The required output is the exact sequence of lines from the line holding "Find the floodlight" to the end of the records, inclusive.

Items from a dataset
* * * * * * *

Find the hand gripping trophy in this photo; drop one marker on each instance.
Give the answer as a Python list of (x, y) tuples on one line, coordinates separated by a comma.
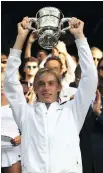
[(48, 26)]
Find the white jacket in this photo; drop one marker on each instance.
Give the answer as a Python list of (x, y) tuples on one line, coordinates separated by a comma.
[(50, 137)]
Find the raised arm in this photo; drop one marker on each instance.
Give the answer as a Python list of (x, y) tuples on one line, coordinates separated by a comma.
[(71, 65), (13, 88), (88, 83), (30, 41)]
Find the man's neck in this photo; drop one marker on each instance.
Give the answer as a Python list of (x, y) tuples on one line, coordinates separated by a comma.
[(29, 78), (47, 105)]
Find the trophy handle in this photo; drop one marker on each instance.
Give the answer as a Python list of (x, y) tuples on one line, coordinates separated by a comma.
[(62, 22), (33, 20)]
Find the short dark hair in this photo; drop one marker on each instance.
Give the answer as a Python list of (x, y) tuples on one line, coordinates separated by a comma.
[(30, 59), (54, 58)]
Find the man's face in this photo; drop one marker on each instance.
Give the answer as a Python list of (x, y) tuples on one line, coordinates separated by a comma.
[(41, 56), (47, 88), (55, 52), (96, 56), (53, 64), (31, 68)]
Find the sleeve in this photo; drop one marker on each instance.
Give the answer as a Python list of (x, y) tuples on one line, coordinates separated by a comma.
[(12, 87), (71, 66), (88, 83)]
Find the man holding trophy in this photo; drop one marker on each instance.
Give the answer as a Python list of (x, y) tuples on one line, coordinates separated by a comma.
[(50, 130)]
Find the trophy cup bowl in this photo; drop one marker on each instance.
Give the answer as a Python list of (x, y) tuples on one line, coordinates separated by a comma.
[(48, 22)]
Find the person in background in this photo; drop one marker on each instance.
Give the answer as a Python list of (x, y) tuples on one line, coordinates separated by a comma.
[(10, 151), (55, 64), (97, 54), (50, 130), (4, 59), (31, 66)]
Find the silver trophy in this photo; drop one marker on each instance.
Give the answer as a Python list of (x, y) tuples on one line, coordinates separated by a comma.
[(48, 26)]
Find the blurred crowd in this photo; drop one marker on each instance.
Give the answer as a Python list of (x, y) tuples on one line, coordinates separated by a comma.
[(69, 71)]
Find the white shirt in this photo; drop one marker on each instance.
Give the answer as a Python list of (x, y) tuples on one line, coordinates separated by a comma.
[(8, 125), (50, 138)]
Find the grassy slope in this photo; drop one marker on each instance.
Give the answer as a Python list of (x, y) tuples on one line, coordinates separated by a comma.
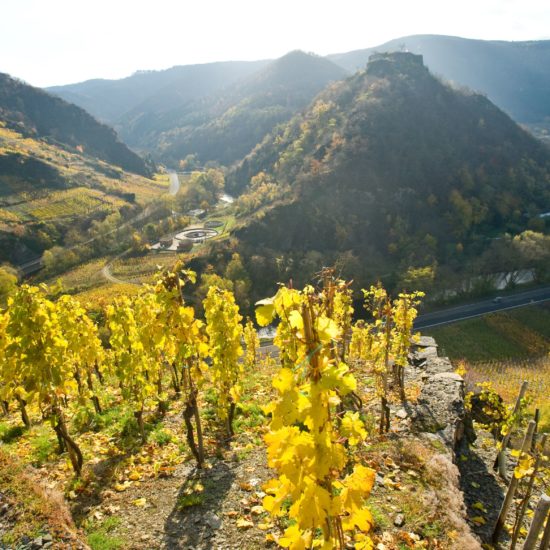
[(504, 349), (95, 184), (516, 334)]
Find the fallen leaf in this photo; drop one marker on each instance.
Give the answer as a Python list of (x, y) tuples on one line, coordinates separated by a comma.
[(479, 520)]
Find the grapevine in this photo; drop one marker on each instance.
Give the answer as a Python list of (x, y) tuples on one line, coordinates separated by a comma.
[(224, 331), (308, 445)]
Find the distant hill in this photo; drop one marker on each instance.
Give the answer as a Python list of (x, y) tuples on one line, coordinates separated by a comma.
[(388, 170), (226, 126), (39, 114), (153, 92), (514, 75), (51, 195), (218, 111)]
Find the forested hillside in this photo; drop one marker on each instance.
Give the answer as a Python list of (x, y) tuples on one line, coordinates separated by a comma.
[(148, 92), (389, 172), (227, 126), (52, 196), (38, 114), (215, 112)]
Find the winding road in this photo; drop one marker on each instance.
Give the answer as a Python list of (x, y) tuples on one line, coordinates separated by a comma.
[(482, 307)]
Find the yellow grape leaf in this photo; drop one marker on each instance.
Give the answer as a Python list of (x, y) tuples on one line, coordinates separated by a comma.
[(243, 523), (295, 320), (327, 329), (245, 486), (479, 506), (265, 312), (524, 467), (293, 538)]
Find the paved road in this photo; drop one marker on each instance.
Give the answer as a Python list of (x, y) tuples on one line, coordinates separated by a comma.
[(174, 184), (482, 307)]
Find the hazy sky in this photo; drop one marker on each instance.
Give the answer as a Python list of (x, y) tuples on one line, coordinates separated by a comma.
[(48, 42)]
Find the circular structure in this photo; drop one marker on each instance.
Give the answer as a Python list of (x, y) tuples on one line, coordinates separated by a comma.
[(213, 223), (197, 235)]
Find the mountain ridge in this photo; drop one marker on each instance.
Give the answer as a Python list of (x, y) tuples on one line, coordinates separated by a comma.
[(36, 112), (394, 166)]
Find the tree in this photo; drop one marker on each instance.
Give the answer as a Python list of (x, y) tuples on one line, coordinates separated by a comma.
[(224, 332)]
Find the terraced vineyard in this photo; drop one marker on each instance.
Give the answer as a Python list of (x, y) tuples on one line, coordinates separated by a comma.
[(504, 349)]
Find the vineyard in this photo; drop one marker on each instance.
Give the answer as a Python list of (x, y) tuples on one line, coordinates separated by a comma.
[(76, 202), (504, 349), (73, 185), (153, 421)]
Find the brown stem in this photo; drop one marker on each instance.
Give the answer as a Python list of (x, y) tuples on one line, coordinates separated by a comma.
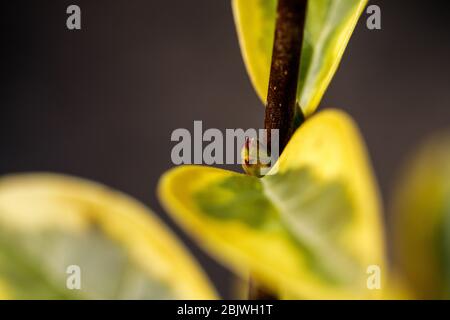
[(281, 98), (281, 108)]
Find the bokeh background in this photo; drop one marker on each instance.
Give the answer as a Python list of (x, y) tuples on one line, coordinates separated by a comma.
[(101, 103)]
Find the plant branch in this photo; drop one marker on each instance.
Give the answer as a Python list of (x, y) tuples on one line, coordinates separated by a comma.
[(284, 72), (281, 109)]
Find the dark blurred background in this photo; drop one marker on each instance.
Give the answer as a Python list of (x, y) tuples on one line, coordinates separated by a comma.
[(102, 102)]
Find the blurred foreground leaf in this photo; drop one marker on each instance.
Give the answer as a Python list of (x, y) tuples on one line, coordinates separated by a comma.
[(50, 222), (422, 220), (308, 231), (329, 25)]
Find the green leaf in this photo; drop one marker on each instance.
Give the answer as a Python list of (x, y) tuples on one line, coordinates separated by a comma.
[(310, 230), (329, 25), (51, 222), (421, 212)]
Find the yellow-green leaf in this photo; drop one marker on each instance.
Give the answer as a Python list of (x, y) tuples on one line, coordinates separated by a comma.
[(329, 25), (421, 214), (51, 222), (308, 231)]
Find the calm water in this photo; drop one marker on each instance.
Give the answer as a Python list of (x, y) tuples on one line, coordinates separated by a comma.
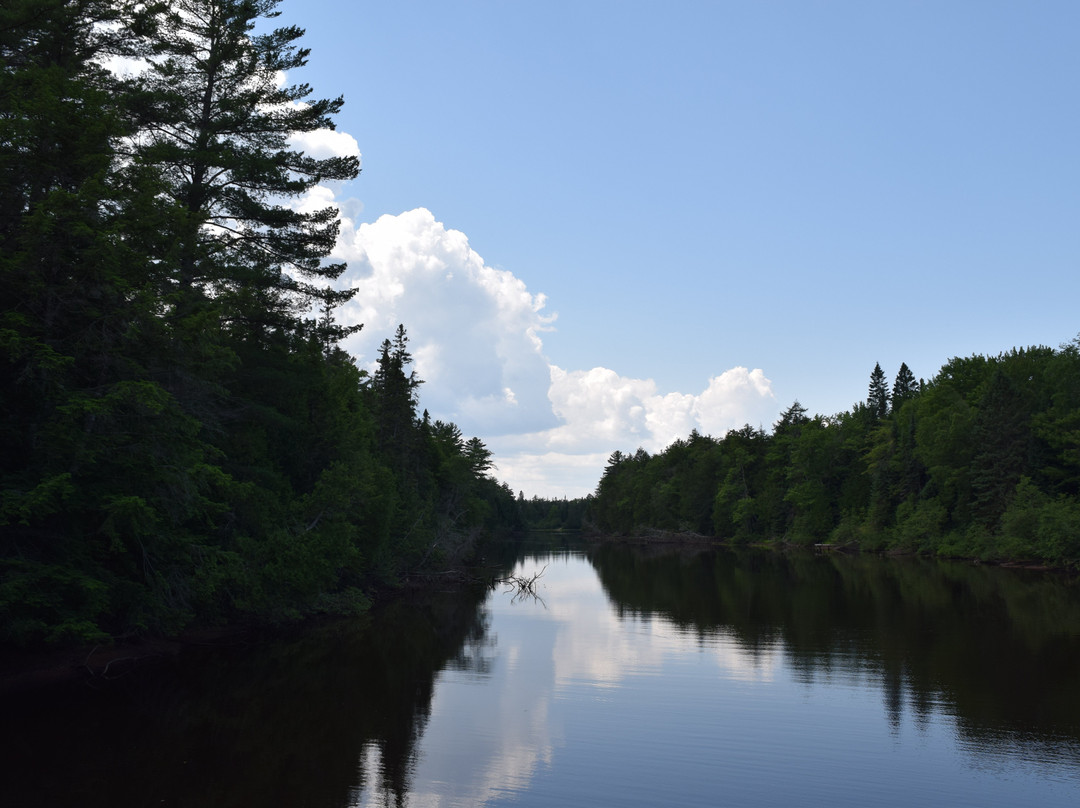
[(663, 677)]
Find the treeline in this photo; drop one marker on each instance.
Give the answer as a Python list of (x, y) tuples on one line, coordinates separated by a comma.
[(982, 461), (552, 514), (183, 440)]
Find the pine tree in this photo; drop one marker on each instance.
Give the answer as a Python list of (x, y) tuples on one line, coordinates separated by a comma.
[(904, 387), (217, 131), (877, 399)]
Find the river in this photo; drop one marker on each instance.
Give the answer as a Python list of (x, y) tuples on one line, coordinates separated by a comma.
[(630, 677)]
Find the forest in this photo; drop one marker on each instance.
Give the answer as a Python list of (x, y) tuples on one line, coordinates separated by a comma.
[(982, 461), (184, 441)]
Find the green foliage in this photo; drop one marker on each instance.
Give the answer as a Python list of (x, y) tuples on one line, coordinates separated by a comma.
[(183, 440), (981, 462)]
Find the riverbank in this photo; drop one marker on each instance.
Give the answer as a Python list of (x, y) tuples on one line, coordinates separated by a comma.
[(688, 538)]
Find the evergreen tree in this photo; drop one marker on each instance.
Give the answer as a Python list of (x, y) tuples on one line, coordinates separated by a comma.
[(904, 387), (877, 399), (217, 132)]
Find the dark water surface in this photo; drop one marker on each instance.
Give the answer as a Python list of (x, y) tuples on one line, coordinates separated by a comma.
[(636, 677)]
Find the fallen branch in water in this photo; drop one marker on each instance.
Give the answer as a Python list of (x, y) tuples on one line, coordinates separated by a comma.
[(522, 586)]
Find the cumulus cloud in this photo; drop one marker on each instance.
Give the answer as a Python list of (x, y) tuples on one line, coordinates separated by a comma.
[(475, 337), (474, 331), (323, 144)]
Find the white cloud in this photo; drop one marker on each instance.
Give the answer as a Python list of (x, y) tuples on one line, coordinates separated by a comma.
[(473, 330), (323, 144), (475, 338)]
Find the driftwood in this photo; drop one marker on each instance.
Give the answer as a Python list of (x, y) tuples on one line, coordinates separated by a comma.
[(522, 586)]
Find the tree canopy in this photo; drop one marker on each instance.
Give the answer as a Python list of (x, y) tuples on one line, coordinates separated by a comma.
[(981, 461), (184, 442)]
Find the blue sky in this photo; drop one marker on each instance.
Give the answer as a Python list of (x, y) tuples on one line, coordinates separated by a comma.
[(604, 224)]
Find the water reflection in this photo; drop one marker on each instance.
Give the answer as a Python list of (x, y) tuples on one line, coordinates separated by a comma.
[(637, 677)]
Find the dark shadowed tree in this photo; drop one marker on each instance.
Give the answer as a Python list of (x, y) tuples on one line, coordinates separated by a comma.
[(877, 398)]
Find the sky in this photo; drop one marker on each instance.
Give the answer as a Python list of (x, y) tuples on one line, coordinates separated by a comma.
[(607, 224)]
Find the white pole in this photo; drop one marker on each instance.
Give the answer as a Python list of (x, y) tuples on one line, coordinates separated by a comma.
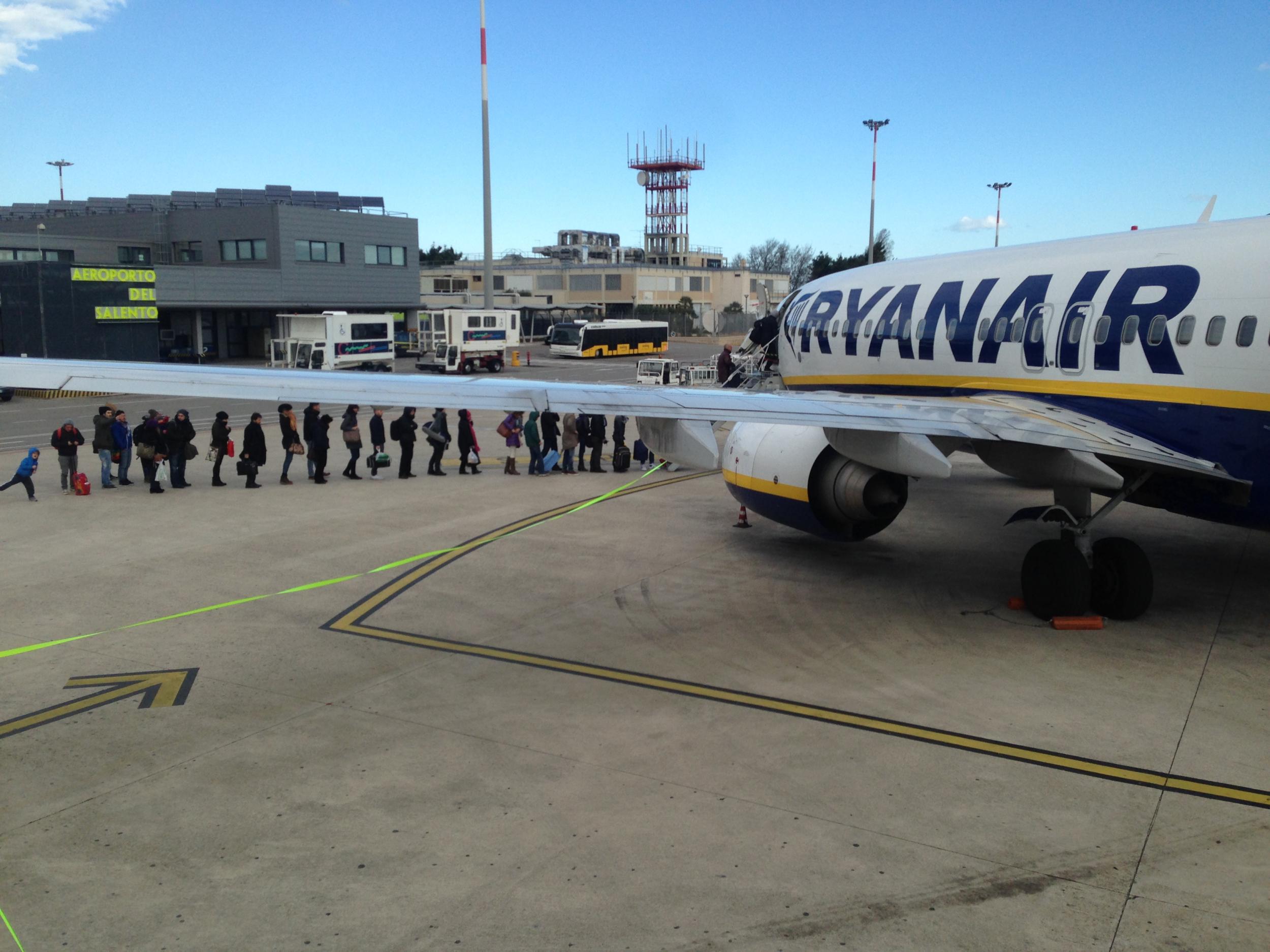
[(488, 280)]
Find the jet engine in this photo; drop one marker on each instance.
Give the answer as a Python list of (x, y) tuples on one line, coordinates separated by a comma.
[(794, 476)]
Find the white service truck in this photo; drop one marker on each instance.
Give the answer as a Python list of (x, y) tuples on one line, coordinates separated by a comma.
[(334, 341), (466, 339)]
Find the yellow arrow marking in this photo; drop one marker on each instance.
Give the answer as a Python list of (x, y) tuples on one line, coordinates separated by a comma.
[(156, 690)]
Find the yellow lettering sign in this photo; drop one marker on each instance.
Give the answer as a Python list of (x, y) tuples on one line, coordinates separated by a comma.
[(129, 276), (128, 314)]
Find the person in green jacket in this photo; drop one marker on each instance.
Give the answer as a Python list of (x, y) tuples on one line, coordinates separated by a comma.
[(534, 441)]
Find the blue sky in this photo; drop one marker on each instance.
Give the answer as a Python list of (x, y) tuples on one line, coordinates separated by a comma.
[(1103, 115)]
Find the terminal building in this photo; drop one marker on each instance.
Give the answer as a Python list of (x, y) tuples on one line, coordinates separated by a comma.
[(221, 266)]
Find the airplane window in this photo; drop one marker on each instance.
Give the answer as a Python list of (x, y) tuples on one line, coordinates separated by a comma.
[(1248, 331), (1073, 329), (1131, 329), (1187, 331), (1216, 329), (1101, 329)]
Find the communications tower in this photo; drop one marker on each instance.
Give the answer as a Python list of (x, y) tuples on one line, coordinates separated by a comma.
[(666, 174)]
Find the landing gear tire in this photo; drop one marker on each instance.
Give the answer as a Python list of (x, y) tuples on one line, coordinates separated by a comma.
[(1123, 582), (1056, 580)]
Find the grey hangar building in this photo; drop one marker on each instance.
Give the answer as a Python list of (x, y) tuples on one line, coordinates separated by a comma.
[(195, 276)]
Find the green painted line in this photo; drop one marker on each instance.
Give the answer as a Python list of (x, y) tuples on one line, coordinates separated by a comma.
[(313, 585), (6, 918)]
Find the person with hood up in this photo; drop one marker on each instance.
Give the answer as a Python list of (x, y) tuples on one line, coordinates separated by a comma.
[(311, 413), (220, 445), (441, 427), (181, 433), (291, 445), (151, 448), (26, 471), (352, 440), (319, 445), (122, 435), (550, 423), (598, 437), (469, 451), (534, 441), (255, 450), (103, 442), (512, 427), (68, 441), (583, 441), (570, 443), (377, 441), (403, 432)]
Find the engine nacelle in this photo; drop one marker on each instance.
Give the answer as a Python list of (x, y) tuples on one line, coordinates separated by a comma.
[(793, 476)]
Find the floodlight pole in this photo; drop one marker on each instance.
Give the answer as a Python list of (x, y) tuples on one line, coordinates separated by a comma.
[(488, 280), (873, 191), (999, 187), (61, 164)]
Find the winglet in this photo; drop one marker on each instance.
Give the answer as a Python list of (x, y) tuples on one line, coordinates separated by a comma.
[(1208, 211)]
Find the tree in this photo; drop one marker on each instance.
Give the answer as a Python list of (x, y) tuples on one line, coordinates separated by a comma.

* * * * * * *

(Correct result):
Find the floodlight pole in this photo; drop one marker on each instance.
Give the answer as a Python list of (x, y) tuples on one line, coordinates separated by a comma.
[(488, 280), (873, 191), (999, 187), (61, 164)]
Find the winglet in this photo; drop one marker on each instance.
Give the answer as a Python list of (x, y) tuples on one line, coordinates separated by a comma.
[(1208, 211)]
Find the tree in this photo; drop one marker on each instance.
Give the answer as a Python list of (x, y) tuples on one line, coordinates separated by a comma.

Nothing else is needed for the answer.